Un día cálido del mes de julio, el joven caminaba por la calle Reina Victoria, rumbo a su hogar. En un terreno baldío frente al desaparecido cine Metropolitano —donde hoy se alzan amplios salones dedicados a banquetes de boda—, a la altura del número 12, el aprendiz de sastre se encontró con una carpa blanca que evocaba las típicas de un circo. Intrigado, se acercó y descubrió que se trataba de un teatro portátil donde se estaba presentando La vida es sueño, de Calderón de la Barca. La obra, dirigida por Luis Escobar, contaba con un elenco estelar que incluía figuras relevantes de la época como Anastasio Alemán y Josita Hernán. Según narra el propio Raphael en sus memorias: “¿Qué hacía gente de semejante renombre en lo que entonces eran prácticamente las afueras de Madrid y bajo una lona como las de los circos?”
La respuesta se encontraba en la Compañía de Teatro Popular, un proyecto respaldado por actores e intelectuales como Anastasio Alemán, Gonzalo Torrente Ballester, José Luis Alonso y Josefina Calvo de Marquerie. En ella colaboraban artistas consagrados como Paco Rabal, Lina Yegros y Ricardo Acero, además de prometedores talentos del mundo escénico. El propósito de esta iniciativa era acercar el teatro al público general mediante precios asequibles, entre cinco y quince pesetas, con la intención de captar a aquellos que, por indiferencia, falta de interés, dificultades económicas o distancia geográfica, no solían frecuentar las salas del centro de Madrid.

• **CONSIGNA**
Reescribe el fragmento sobre la Compañía de Teatro Popular desde "La respuesta se" hasta "centro de Madrid.", sustituyendo "asequibles" por "módicos".

• **REGISTROS**
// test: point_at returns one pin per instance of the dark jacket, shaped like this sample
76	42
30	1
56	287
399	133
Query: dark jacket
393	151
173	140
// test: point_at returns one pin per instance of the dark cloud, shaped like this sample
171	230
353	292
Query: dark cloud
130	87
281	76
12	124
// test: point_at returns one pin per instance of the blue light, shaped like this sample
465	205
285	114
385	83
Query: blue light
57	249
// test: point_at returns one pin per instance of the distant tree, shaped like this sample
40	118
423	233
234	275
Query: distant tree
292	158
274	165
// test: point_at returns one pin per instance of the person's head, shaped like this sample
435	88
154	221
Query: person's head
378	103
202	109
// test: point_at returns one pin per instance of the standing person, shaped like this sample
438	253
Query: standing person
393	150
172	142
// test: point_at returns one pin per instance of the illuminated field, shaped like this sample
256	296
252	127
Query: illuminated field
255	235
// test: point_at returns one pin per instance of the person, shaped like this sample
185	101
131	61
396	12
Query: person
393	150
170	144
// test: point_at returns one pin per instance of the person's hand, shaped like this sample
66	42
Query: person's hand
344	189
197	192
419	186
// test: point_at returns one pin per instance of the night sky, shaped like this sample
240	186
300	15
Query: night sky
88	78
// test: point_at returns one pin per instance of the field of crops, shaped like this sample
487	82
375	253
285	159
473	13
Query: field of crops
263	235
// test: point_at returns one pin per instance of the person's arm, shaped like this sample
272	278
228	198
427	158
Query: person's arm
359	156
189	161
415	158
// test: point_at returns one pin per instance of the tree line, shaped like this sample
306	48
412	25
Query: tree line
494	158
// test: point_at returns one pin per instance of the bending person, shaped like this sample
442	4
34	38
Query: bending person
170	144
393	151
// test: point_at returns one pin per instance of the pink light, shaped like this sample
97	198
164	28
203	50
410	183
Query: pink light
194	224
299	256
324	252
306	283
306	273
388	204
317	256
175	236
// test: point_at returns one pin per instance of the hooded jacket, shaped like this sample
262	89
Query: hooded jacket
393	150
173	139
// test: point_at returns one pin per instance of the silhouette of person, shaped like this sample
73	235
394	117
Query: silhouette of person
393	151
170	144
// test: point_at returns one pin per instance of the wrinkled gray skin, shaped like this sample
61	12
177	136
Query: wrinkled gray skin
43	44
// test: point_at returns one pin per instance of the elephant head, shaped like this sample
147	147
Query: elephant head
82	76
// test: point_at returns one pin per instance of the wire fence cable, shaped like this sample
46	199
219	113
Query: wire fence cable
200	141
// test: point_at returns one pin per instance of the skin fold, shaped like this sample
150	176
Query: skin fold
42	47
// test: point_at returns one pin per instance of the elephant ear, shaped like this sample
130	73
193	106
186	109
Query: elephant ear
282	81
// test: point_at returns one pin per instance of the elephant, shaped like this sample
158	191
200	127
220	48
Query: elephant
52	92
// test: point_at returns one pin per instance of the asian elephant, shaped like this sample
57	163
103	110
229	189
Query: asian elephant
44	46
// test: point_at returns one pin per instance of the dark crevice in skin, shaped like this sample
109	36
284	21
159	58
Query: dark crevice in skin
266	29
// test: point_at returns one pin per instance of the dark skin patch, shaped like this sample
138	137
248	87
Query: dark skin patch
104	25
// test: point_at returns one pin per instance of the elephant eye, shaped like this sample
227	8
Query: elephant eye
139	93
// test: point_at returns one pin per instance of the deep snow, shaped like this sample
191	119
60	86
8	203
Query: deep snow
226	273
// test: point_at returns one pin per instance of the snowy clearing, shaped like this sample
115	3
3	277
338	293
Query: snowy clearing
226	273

...

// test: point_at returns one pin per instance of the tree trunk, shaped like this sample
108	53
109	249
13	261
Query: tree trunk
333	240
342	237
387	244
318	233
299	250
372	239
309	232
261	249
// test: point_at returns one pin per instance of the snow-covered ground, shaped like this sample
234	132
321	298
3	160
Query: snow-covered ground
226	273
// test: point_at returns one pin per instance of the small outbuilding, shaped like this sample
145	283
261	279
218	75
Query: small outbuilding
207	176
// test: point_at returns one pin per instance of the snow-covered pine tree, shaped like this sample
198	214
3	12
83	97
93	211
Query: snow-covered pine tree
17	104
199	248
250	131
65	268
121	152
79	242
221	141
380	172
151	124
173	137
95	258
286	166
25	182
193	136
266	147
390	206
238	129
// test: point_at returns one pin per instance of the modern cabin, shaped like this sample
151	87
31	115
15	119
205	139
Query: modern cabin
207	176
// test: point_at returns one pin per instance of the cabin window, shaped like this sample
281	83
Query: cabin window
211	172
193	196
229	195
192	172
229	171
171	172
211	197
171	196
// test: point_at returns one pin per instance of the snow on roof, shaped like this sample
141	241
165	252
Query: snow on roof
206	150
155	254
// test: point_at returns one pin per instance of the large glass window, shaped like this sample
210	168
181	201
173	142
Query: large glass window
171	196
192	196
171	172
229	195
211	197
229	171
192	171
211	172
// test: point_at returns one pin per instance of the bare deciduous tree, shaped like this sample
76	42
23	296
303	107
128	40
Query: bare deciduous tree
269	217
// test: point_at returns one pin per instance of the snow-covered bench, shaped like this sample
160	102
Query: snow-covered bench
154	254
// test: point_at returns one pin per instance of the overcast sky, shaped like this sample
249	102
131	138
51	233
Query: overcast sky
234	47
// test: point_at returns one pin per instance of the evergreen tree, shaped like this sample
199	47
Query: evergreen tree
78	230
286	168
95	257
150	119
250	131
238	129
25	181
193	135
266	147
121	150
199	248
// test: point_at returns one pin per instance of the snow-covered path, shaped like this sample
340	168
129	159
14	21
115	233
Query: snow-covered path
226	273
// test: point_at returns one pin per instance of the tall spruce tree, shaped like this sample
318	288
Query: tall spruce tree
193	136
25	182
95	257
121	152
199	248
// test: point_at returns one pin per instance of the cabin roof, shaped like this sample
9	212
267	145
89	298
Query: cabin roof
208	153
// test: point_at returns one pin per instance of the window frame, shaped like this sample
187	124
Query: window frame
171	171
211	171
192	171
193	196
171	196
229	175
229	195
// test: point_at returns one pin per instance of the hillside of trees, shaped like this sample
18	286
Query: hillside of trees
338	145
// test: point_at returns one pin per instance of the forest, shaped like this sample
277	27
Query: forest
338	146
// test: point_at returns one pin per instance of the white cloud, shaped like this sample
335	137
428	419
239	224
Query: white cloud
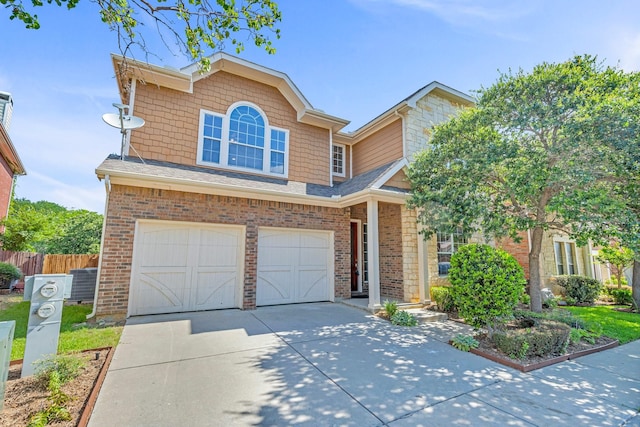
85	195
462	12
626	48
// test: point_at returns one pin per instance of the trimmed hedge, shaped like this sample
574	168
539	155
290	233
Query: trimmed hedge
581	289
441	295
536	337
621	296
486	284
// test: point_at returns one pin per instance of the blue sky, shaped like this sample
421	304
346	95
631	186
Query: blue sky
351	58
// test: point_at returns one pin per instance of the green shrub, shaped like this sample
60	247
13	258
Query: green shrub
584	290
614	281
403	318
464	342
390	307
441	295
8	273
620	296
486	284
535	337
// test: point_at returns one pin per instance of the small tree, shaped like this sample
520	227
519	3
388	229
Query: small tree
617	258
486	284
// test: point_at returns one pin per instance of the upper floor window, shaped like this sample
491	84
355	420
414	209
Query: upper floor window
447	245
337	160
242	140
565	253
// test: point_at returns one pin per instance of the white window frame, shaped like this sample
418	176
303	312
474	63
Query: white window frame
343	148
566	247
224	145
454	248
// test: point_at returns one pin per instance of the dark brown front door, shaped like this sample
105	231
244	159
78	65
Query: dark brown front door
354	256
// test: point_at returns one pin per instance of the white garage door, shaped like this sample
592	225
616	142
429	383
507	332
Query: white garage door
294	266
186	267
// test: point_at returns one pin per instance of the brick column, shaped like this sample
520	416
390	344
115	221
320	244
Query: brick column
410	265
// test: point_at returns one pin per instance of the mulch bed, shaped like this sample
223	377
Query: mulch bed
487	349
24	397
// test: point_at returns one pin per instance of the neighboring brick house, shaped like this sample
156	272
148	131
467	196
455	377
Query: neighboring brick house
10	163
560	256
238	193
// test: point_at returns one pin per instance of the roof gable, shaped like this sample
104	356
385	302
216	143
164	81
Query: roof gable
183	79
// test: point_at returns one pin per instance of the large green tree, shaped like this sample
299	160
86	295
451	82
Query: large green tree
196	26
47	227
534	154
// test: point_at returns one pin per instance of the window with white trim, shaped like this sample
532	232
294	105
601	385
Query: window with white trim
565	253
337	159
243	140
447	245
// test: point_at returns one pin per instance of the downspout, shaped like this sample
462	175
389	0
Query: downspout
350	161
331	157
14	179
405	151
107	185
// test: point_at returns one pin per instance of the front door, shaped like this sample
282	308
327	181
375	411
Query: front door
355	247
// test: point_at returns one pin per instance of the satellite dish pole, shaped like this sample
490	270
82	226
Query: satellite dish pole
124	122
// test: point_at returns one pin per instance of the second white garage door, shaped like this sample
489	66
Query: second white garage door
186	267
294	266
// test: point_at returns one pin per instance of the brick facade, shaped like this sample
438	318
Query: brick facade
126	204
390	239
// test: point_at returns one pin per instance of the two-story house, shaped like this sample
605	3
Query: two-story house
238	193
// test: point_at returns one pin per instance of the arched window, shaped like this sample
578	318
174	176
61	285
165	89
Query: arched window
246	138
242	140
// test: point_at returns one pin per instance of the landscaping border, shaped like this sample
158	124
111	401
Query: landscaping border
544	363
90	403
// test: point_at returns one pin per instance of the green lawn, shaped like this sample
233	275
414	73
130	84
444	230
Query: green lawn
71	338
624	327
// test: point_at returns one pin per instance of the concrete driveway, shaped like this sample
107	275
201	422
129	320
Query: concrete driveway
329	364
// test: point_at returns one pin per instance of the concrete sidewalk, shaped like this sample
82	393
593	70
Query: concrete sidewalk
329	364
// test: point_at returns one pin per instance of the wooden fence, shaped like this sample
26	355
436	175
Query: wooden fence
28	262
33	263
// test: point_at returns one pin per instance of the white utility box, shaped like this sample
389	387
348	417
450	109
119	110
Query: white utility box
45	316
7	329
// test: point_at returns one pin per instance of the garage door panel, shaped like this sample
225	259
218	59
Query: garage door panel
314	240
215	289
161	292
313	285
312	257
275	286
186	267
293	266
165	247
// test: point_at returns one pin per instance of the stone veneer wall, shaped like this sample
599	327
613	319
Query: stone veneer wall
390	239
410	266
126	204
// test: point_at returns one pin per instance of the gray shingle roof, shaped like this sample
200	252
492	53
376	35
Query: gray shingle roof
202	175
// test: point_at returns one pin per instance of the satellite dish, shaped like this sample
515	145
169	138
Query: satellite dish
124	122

==

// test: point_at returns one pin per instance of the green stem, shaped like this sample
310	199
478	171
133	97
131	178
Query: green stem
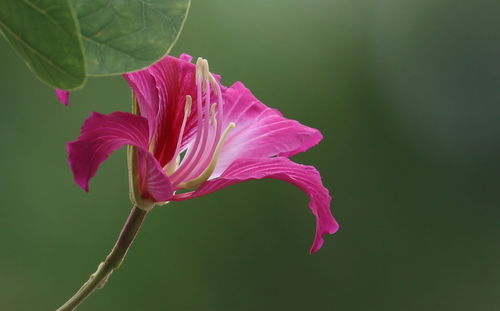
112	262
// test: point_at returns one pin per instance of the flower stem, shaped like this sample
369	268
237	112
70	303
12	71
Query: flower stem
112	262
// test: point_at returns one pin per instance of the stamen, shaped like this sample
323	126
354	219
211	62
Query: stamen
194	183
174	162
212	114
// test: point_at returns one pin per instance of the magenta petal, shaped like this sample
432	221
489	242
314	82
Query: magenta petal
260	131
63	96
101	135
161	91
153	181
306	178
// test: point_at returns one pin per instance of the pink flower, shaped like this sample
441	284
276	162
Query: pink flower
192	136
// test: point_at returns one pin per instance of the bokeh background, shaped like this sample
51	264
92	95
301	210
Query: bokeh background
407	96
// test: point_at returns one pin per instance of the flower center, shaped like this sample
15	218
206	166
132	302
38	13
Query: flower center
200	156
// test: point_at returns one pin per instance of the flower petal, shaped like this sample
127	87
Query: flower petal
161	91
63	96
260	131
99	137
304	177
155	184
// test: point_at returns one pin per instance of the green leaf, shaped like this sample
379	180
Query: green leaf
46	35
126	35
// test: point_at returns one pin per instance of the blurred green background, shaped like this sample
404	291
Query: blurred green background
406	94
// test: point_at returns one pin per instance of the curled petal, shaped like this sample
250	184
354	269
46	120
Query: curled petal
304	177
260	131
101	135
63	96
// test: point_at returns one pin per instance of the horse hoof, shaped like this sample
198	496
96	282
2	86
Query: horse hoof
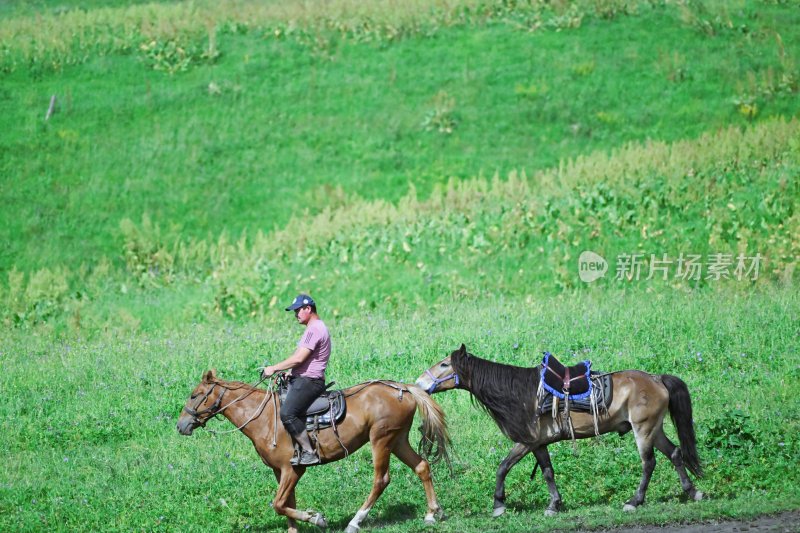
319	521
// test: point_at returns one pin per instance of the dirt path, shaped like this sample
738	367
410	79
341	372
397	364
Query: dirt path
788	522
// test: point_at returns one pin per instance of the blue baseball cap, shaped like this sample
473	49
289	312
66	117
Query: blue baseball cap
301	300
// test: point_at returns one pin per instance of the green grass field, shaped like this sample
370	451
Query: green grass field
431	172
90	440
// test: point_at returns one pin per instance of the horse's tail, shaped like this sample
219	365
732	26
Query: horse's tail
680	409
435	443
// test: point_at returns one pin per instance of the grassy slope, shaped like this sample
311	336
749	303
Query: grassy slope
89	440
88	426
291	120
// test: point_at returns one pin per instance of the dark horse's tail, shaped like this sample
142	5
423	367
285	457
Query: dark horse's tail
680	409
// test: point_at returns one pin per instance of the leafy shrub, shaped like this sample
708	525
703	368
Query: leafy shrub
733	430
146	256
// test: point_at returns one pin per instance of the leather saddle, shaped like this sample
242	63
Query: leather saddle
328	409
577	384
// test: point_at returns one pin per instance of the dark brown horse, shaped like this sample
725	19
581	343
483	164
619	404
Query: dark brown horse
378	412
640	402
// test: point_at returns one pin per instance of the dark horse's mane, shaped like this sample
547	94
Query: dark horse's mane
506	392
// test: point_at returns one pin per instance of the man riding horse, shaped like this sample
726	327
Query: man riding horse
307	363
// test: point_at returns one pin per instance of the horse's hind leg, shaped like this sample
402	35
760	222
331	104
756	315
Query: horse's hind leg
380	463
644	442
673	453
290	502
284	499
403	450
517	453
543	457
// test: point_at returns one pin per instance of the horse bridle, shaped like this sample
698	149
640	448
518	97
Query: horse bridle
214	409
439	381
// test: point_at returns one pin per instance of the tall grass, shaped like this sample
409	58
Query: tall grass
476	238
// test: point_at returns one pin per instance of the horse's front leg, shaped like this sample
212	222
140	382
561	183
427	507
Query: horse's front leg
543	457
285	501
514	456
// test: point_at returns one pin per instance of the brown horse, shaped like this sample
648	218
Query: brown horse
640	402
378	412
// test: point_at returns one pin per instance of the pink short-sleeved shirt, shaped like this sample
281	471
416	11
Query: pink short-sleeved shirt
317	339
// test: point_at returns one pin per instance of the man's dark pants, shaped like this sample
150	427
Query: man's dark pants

• **RESULTADO DEL EJERCICIO**
La respuesta se encontraba en la Compañía de Teatro Popular, un proyecto respaldado por actores e intelectuales como Anastasio Alemán, Gonzalo Torrente Ballester, José Luis Alonso y Josefina Calvo de Marquerie. En ella colaboraban artistas consagrados como Paco Rabal, Lina Yegros y Ricardo Acero, además de prometedores talentos del mundo escénico. El propósito de esta iniciativa era acercar el teatro al público general mediante precios módicos, entre cinco y quince pesetas, con la intención de captar a aquellos que, por indiferencia, falta de interés, dificultades económicas o distancia geográfica, no solían frecuentar las salas del centro de Madrid.